Highlights & Insights¶
- Accurate Diagnosis: The authors pinpoint "visual encoder drift" via visualization (Fig. 1, where the new model after learning a new scenario shows severe FP/FN on old scenarios), exemplifying a "falsify first, then design" research paradigm worth emulating.
- Multi-branch + Projector avoids routing: An elegant engineering trade-off—enjoys parameter isolation benefits without needing to train a router; this approach can be transferred to any multi-task/multi-domain PEFT scenario.
- KL dual-channel soft constraint: Compared to single-dimension \(\ell_2\), penalizing only global distribution drift in both feature and sequence dimensions allows local detail "recombination"—an effective new method for plasticity-stability trade-off in CL.
Limitations & Future Work¶
- Parameters grow linearly with the number of scenarios \(K\) (each \(\varphi_l^k\) is independent); for large \(K\), the projector \(\mathcal P_l \in \mathbb R^{K d_1 \to d_1}\) also grows, making long-horizon CL unsustainable.

[Provided information]

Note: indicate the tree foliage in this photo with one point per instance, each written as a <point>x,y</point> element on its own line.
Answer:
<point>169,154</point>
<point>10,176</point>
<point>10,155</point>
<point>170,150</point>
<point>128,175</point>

[Work to be completed]
Write what comes next in the paper review on continual learning with multi-branch adapters, picking up after its last stated limitation.

[Response to this task]
- Experiments are limited to 4 scenarios and 20-step evaluation; generalization to truly "open world + hundreds of scenarios" is unknown.
- The four MSVQA scenarios differ greatly (high-altitude/underwater/low-altitude/indoor); if applied to subdomains with smaller visual differences, VRE's isolation benefit may diminish.
- Forgetting on the LLM side is not explored—e.g., when new scenarios introduce new vocabulary or instruction styles, whether the LLM backbone also needs similar mechanisms remains unaddressed.
Related Work & Insights¶
- vs QUAD (Marouf 2025): QUAD only stores historical question texts and uses cross-question attention distillation, focusing on the LLM side; this work targets visual drift, making them complementary, and significantly outperforms QUAD on VQA.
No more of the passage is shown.